▶ **Task to complete**
With the pictures removed, please write out every line below exactly as given.
Working data below:
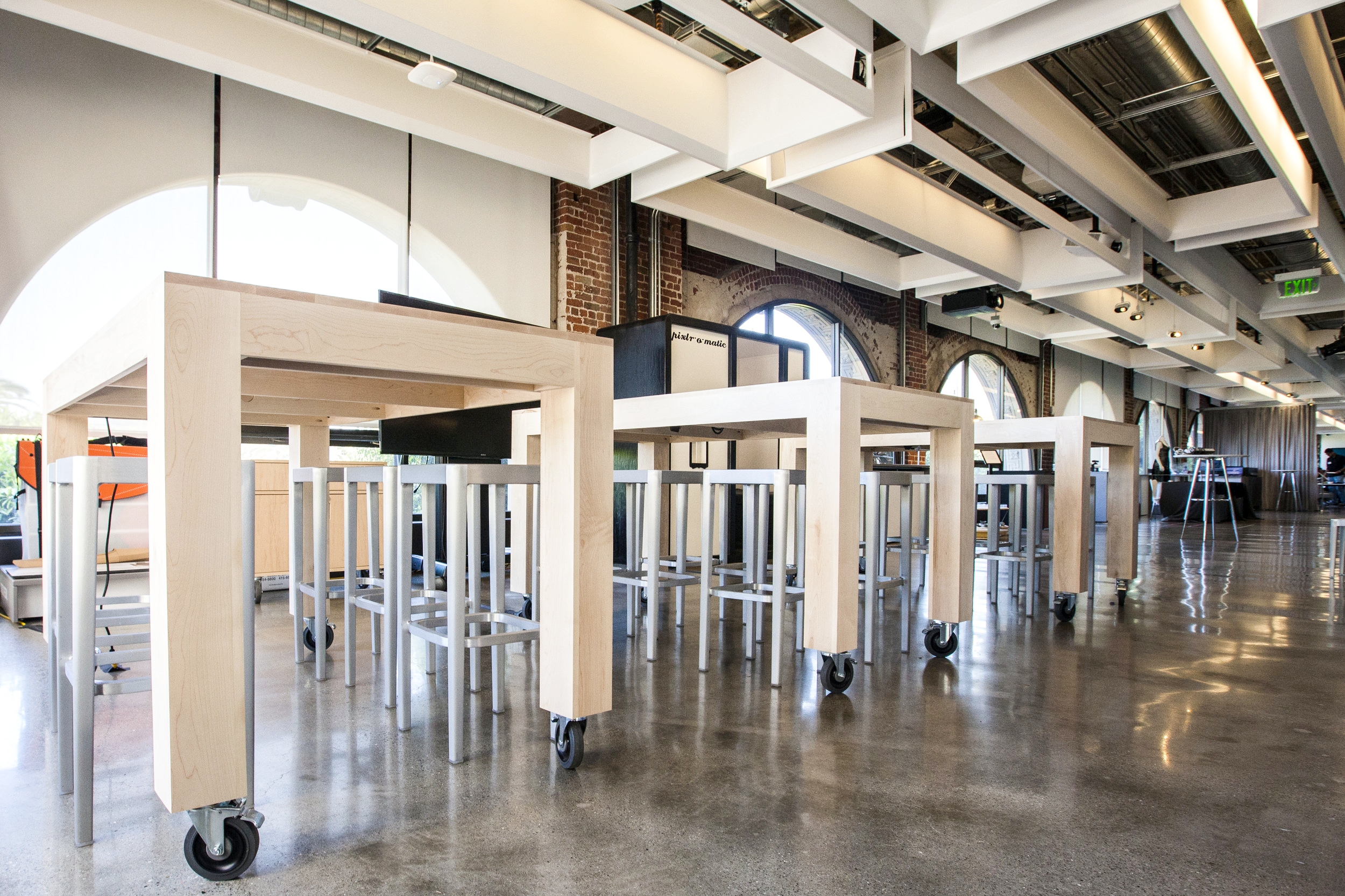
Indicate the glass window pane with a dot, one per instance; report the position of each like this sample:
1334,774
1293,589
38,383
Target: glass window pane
983,384
813,329
756,323
953,381
852,364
End of Working data.
▶ **Result for this task**
Indicate the glass window pane with a dot, one per instance; report the position of each like this sample:
1334,774
1293,589
38,383
Target: glass window pane
983,384
813,329
756,323
953,381
852,364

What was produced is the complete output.